= Stated goal =
Entries follow. Set all of them down as they stand.

= Task material =
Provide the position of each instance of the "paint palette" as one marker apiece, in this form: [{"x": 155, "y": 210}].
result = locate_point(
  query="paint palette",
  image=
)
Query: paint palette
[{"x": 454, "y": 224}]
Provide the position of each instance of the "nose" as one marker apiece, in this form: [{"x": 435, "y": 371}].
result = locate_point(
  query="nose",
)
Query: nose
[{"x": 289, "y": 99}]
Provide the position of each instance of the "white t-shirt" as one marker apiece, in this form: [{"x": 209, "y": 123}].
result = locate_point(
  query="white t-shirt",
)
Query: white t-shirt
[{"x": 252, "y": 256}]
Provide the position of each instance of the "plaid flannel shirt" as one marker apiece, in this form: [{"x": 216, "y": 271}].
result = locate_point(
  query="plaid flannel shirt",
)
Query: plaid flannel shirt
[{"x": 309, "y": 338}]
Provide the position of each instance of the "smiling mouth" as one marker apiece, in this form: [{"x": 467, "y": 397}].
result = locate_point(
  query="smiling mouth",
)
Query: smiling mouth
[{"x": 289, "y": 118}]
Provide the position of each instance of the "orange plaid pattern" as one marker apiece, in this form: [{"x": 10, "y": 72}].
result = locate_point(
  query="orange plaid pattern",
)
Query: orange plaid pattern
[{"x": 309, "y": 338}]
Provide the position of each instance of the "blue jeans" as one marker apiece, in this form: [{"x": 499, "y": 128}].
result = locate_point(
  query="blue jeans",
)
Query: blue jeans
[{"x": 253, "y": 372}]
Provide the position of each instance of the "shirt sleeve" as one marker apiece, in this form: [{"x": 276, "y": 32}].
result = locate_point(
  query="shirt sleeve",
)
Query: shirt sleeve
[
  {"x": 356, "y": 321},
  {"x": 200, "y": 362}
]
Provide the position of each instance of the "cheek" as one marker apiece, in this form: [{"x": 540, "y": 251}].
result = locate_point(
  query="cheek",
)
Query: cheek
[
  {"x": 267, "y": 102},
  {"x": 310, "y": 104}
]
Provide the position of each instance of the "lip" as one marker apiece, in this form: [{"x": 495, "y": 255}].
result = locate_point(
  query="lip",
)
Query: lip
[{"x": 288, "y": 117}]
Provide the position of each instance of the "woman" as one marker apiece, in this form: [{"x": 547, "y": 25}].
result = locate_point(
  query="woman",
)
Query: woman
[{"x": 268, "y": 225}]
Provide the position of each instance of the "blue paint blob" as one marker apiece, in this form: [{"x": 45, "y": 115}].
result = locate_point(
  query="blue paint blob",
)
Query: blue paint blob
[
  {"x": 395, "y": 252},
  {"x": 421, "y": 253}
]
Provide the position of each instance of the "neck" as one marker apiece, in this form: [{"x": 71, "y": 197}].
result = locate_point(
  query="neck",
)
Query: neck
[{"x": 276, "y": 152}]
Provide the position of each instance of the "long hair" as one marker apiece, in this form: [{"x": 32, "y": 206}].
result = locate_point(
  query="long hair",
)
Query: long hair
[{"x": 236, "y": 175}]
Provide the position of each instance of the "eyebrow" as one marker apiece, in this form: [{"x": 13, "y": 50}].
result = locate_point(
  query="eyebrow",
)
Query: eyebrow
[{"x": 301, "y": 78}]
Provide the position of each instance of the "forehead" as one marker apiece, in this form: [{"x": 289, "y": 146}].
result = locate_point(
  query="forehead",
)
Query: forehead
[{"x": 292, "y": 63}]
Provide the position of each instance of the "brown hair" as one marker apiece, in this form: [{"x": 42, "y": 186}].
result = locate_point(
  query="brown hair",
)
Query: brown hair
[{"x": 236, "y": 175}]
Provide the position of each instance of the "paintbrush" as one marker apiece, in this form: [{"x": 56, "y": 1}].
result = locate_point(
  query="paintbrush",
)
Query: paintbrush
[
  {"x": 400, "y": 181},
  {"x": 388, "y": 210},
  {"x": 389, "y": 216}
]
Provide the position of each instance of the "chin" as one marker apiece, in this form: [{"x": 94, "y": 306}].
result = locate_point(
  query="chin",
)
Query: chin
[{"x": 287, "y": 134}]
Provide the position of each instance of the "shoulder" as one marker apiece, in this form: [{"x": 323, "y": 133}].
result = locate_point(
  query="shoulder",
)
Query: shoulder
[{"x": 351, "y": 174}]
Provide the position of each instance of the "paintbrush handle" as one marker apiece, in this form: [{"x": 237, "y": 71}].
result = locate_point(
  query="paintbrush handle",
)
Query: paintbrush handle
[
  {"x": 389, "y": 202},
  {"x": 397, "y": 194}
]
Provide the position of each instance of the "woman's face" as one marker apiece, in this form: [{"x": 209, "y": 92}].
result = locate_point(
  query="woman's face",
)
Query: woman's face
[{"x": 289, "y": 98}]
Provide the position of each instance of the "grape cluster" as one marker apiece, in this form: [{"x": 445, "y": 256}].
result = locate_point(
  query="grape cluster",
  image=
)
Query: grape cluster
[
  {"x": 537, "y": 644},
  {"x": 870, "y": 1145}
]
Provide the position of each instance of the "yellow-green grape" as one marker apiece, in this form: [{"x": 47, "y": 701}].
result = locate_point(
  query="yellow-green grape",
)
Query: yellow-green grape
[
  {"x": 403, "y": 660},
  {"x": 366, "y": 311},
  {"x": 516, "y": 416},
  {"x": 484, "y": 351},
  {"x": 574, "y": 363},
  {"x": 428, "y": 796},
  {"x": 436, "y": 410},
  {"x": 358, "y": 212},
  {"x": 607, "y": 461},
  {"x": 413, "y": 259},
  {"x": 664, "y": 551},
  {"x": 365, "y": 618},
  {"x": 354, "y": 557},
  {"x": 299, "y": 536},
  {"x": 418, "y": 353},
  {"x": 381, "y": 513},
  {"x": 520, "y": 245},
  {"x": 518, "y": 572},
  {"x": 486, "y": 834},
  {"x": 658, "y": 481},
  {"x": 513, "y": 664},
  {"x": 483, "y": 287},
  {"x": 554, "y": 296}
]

= Correct answer =
Provide the position of each instance of the "paint palette" as one marker apiece, in this form: [{"x": 155, "y": 210}].
result = locate_point(
  query="paint palette",
  image=
)
Query: paint palette
[{"x": 454, "y": 224}]
Provide the position of each instance of the "nose" as one marker apiece, in this form: [{"x": 435, "y": 371}].
result = locate_point(
  query="nose",
)
Query: nose
[{"x": 289, "y": 99}]
Provide the position of each instance of the "white t-shirt" as one marker apiece, in this form: [{"x": 209, "y": 123}].
result = locate_point(
  query="white t-shirt",
)
Query: white t-shirt
[{"x": 252, "y": 256}]
Provide the position of each instance of the "plaid flannel shirt" as one marker apiece, in this form: [{"x": 216, "y": 271}].
result = locate_point(
  query="plaid flannel shirt",
)
Query: plaid flannel shirt
[{"x": 309, "y": 338}]
Provide the position of each instance of the "smiling mouth" as one marker apiece, in this form: [{"x": 467, "y": 397}].
result = locate_point(
  query="smiling mouth",
)
Query: smiling mouth
[{"x": 289, "y": 118}]
Provide the position of each instance of the "orange plaid pattern" as one marker apiece, in this form: [{"x": 10, "y": 72}].
result = locate_point(
  query="orange plaid pattern",
)
Query: orange plaid pattern
[{"x": 309, "y": 338}]
Provide the position of each instance of the "blue jeans" as one marker apiece, in this form: [{"x": 499, "y": 128}].
result = locate_point(
  query="blue jeans",
)
Query: blue jeans
[{"x": 253, "y": 372}]
Provide the position of each instance of the "shirt sleeve" as one marker apiece, in this form: [{"x": 276, "y": 32}].
result = locate_point(
  query="shirt sleeve",
)
Query: shirt sleeve
[
  {"x": 356, "y": 321},
  {"x": 200, "y": 362}
]
Provide the position of each instance of the "cheek" as one marker apiece, in this form: [{"x": 540, "y": 251}].
result = locate_point(
  query="cheek",
)
Query: cheek
[
  {"x": 267, "y": 102},
  {"x": 310, "y": 104}
]
Provide the position of each instance of the "lip" as one marker apiece, in this form: [{"x": 495, "y": 255}].
result = locate_point(
  query="lip",
)
Query: lip
[{"x": 288, "y": 117}]
Provide the position of each instance of the "woman" as one marker apiece, in this form: [{"x": 547, "y": 25}].
result = locate_point(
  query="woman",
)
Query: woman
[{"x": 268, "y": 225}]
Provide the position of each instance of the "blue paint blob" as one marker apiece, in this form: [{"x": 45, "y": 115}].
result = locate_point(
  query="blue paint blob",
)
Query: blue paint blob
[
  {"x": 395, "y": 252},
  {"x": 421, "y": 253}
]
Provide the position of each instance of the "neck" as one marker apiece, in this form: [{"x": 71, "y": 197}].
result = locate_point(
  query="neck",
)
Query: neck
[{"x": 276, "y": 152}]
Provide the position of each instance of the "long hair" as one marker apiece, in this form: [{"x": 32, "y": 206}].
result = locate_point(
  query="long hair",
)
Query: long hair
[{"x": 236, "y": 175}]
Provide the position of each instance of the "eyebrow" as one marker apiece, in this form: [{"x": 13, "y": 50}].
result = locate_point(
  query="eyebrow",
)
Query: eyebrow
[{"x": 301, "y": 78}]
Provide the position of each instance of the "forehead" as one marker apiece, in this form: [{"x": 289, "y": 146}].
result = locate_point(
  query="forehead",
)
Query: forehead
[{"x": 292, "y": 63}]
Provide the position of each instance of the "brown hair" as one marker apiece, in this form: [{"x": 42, "y": 186}].
result = locate_point(
  query="brown hair",
)
Query: brown hair
[{"x": 236, "y": 175}]
Provide the position of each instance of the "paintbrush" as one marker apiece, in this form: [{"x": 56, "y": 1}].
result = locate_point(
  query="paintbrush",
)
Query: paintbrush
[
  {"x": 400, "y": 181},
  {"x": 388, "y": 210},
  {"x": 389, "y": 216}
]
Provide the position of each instance of the "chin" as one marker apiece, in this form: [{"x": 94, "y": 306}].
result = locate_point(
  query="chin",
)
Query: chin
[{"x": 287, "y": 134}]
Provide the position of each instance of the "shoulder" as one marker apiece, in this form: [{"x": 323, "y": 133}].
result = locate_point(
  query="shoulder",
)
Query: shoulder
[{"x": 351, "y": 174}]
Provide the position of each instance of the "paintbrush handle" as one marker apiece, in this form: [{"x": 237, "y": 71}].
result = locate_point(
  query="paintbrush handle",
)
Query: paintbrush handle
[
  {"x": 389, "y": 202},
  {"x": 397, "y": 194}
]
Provide the position of each instance of the "woman's face" as one marker apiece, in this form: [{"x": 209, "y": 92}].
result = locate_point(
  query="woman's face",
)
Query: woman's face
[{"x": 289, "y": 98}]
Provide the position of each instance of the "grape cluster" as one marker apiece, in this form: [{"x": 445, "y": 256}].
result = locate_point(
  query="grape cluster",
  image=
)
Query: grape cluster
[
  {"x": 537, "y": 644},
  {"x": 870, "y": 1145}
]
Provide the position of each instance of the "yellow-green grape" as one marker apiece, in this form: [{"x": 47, "y": 701}].
result = locate_point(
  query="yellow-green grape",
)
Query: yellow-green grape
[
  {"x": 403, "y": 660},
  {"x": 366, "y": 311},
  {"x": 516, "y": 416},
  {"x": 484, "y": 351},
  {"x": 574, "y": 363},
  {"x": 428, "y": 796},
  {"x": 436, "y": 410},
  {"x": 358, "y": 212},
  {"x": 607, "y": 461},
  {"x": 413, "y": 259},
  {"x": 664, "y": 551},
  {"x": 365, "y": 618},
  {"x": 354, "y": 557},
  {"x": 299, "y": 536},
  {"x": 418, "y": 353},
  {"x": 381, "y": 513},
  {"x": 520, "y": 245},
  {"x": 518, "y": 572},
  {"x": 486, "y": 834},
  {"x": 658, "y": 481},
  {"x": 513, "y": 664},
  {"x": 483, "y": 287},
  {"x": 554, "y": 296}
]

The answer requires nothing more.